Problem statement: Exact repetition, please: start with the line where "If you would be willing to indicate the perched" appears and stop after the final line of the records.

[Natural-language object grounding data]
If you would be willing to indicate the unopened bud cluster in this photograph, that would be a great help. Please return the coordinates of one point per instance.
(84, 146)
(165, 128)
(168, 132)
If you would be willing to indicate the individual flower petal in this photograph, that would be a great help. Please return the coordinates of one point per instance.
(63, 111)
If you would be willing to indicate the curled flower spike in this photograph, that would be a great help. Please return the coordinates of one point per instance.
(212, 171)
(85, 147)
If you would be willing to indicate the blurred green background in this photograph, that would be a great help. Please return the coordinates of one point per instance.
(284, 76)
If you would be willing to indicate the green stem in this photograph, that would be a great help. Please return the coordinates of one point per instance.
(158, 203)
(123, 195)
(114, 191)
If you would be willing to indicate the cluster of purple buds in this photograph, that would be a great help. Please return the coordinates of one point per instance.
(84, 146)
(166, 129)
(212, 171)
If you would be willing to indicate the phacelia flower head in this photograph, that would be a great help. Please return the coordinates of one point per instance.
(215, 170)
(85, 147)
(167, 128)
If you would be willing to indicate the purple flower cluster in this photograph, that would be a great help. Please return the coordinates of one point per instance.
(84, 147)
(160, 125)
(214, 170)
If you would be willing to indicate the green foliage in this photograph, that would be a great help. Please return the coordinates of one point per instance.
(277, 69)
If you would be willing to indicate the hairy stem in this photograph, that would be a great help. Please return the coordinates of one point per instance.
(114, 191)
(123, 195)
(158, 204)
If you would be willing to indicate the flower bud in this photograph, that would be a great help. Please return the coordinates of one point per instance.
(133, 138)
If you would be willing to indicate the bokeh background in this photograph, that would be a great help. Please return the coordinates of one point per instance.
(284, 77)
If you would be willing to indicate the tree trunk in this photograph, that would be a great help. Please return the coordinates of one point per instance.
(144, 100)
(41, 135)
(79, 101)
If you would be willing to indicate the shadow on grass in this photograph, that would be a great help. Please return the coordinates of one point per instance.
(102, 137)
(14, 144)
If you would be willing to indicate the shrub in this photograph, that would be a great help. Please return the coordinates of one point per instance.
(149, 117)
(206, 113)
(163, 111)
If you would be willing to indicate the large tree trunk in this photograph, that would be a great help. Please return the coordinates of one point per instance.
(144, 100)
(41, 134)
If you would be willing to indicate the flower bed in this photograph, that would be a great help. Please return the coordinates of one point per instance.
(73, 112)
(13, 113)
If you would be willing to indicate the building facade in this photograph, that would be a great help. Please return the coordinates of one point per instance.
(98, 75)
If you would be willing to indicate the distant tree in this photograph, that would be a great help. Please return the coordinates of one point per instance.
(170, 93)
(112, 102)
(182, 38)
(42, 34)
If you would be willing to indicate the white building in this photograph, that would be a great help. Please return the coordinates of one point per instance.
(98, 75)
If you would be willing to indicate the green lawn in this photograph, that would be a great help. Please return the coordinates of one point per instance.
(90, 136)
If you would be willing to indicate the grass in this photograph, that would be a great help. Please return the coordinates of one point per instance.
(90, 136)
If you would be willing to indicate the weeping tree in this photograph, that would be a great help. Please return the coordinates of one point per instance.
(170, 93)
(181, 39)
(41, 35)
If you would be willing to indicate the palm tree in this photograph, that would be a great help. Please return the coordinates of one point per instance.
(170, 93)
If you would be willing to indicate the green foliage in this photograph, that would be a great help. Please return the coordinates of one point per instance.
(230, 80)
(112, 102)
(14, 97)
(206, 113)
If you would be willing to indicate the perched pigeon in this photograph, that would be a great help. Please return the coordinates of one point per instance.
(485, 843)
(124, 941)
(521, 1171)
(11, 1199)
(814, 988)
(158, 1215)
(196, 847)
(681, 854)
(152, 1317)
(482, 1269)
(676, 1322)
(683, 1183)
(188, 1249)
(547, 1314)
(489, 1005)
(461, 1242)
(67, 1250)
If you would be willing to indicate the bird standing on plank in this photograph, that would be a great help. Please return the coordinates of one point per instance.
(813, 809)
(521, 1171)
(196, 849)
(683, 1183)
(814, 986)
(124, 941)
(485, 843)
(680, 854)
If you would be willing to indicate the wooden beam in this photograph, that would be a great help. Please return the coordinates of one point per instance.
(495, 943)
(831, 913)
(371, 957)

Solved problem:
If you would be willing to indicate the perched pigeon in this photograph, that would be a great help. Please return the coordinates of one point per instance.
(485, 843)
(124, 941)
(521, 1171)
(11, 1199)
(814, 988)
(158, 1215)
(196, 847)
(681, 854)
(152, 1317)
(482, 1269)
(676, 1322)
(683, 1183)
(188, 1249)
(547, 1314)
(489, 1005)
(461, 1242)
(67, 1250)
If you would be willing to indicate the bird standing on plank in this photograph, that would be a great help. Please return the coordinates of one point per instance.
(813, 809)
(521, 1171)
(196, 849)
(683, 1183)
(814, 986)
(124, 941)
(485, 843)
(680, 854)
If you would be willing to indicate the wooden beam in this photograph, that would be a great help. Please return the coordinates of one point per instance.
(495, 943)
(831, 913)
(371, 957)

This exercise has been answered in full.